Saved entries:
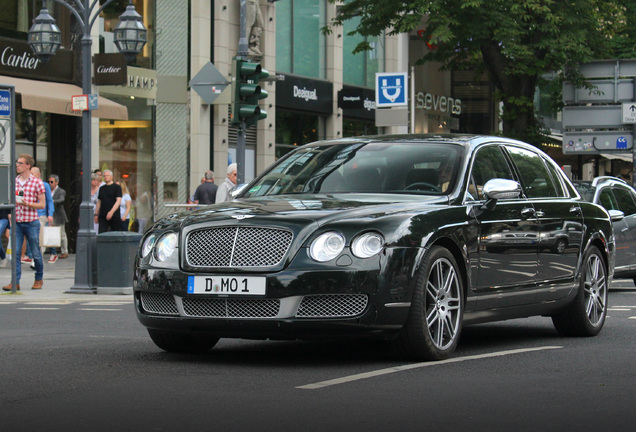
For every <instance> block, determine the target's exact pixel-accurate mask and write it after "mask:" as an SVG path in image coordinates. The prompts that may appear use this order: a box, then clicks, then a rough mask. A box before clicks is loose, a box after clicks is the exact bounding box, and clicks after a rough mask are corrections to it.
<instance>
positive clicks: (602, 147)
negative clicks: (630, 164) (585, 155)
mask: <svg viewBox="0 0 636 432" xmlns="http://www.w3.org/2000/svg"><path fill="white" fill-rule="evenodd" d="M633 141H634V140H633V137H632V134H631V132H626V131H623V132H621V131H592V132H565V133H564V134H563V153H564V154H599V153H604V152H607V153H610V152H621V153H629V152H631V150H632V148H633V146H634V142H633Z"/></svg>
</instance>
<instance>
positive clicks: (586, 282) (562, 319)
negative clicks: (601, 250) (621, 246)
mask: <svg viewBox="0 0 636 432" xmlns="http://www.w3.org/2000/svg"><path fill="white" fill-rule="evenodd" d="M582 272H583V274H582V275H581V285H580V286H579V292H578V293H577V295H576V297H575V298H574V301H573V302H572V303H571V304H570V305H569V306H568V307H567V308H566V309H565V310H564V311H563V312H561V313H560V314H558V315H555V316H553V317H552V322H553V323H554V327H556V329H557V331H558V332H559V333H560V334H562V335H564V336H596V335H597V334H598V333H599V332H600V331H601V329H602V328H603V324H604V323H605V317H606V316H607V290H608V281H607V270H606V266H605V261H604V259H603V256H602V255H601V252H600V251H599V250H598V248H597V247H596V246H592V247H590V248H589V249H588V250H587V252H586V253H585V259H584V261H583V269H582Z"/></svg>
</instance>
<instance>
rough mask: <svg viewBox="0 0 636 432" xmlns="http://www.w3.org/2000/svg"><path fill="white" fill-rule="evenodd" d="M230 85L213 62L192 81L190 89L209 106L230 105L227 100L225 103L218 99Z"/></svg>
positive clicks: (203, 70) (208, 63)
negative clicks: (191, 88) (226, 103)
mask: <svg viewBox="0 0 636 432" xmlns="http://www.w3.org/2000/svg"><path fill="white" fill-rule="evenodd" d="M229 85H230V82H229V81H228V80H227V79H226V78H225V77H224V76H223V74H222V73H221V72H219V70H218V69H217V68H216V67H215V66H214V65H213V64H212V63H211V62H208V63H206V65H205V66H203V67H202V68H201V70H200V71H199V72H198V73H197V74H196V75H195V76H194V77H193V78H192V79H191V80H190V87H192V89H193V90H194V91H195V92H197V94H198V95H199V96H201V99H203V101H204V102H205V103H207V104H208V105H212V104H215V103H217V104H220V103H228V102H227V100H226V99H225V98H224V99H223V101H221V100H217V99H218V97H219V96H220V95H221V93H222V92H223V90H225V89H226V88H227V87H228V86H229Z"/></svg>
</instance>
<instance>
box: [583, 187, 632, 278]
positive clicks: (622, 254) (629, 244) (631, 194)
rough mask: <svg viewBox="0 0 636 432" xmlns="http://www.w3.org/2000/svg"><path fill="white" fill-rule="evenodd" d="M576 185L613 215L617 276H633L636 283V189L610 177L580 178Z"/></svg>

[ACTION ITEM] Omitting the pictures, repeat all entries exactly.

[FINISHED EXERCISE]
For every <instance> block, determine the target's exact pixel-accurate mask and write it after "mask:" as an SVG path in image coordinates. The prompts that may appear use this order: a box, then clicks, then a rough mask. A box before clicks is loose, a box after clicks is the exact bounding box, and clicks after a rough mask are corrections to it.
<instance>
positive clicks: (602, 147)
negative clicks: (630, 164) (585, 155)
mask: <svg viewBox="0 0 636 432" xmlns="http://www.w3.org/2000/svg"><path fill="white" fill-rule="evenodd" d="M633 141H634V140H633V137H632V134H631V132H626V131H623V132H621V131H592V132H565V133H564V134H563V153H564V154H599V153H604V152H607V153H610V152H621V153H629V152H631V150H632V148H633V146H634V142H633Z"/></svg>
</instance>
<instance>
positive clicks: (586, 282) (562, 319)
negative clicks: (601, 250) (621, 246)
mask: <svg viewBox="0 0 636 432" xmlns="http://www.w3.org/2000/svg"><path fill="white" fill-rule="evenodd" d="M582 272H583V274H582V275H581V285H580V286H579V292H578V293H577V295H576V297H575V298H574V301H573V302H572V303H571V304H570V305H569V306H568V307H567V308H566V309H565V310H564V311H563V312H561V313H560V314H558V315H555V316H553V317H552V322H553V323H554V327H556V329H557V331H558V332H559V333H560V334H562V335H564V336H596V335H597V334H598V333H599V332H600V331H601V329H602V328H603V324H604V323H605V317H606V316H607V290H608V281H607V270H606V266H605V261H604V259H603V256H602V255H601V252H600V251H599V250H598V248H597V247H596V246H592V247H590V248H589V249H588V250H587V252H586V253H585V259H584V261H583V269H582Z"/></svg>
</instance>
<instance>
rough mask: <svg viewBox="0 0 636 432" xmlns="http://www.w3.org/2000/svg"><path fill="white" fill-rule="evenodd" d="M230 85L213 62L192 81L190 89L209 106L230 105L227 100L225 103L218 99Z"/></svg>
positive clicks: (203, 70) (208, 63)
negative clicks: (191, 88) (226, 103)
mask: <svg viewBox="0 0 636 432" xmlns="http://www.w3.org/2000/svg"><path fill="white" fill-rule="evenodd" d="M229 85H230V82H229V81H228V80H227V79H226V78H225V77H224V76H223V74H222V73H221V72H219V70H218V69H217V68H216V67H215V66H214V65H213V64H212V63H211V62H208V63H206V65H205V66H203V67H202V68H201V70H200V71H199V72H198V73H197V74H196V75H195V76H194V77H193V78H192V79H191V80H190V87H192V89H193V90H194V91H195V92H197V94H198V95H199V96H201V99H203V101H204V102H205V103H207V104H208V105H212V104H215V103H217V104H220V103H228V102H227V100H226V99H225V98H224V99H223V101H221V100H217V99H218V97H219V96H220V95H221V93H222V92H223V90H225V89H226V88H227V87H228V86H229Z"/></svg>
</instance>
<instance>
box: [583, 187, 632, 278]
positive clicks: (622, 254) (629, 244) (631, 194)
rough mask: <svg viewBox="0 0 636 432" xmlns="http://www.w3.org/2000/svg"><path fill="white" fill-rule="evenodd" d="M576 185L613 215L617 276H633L636 283V189L610 177L580 178Z"/></svg>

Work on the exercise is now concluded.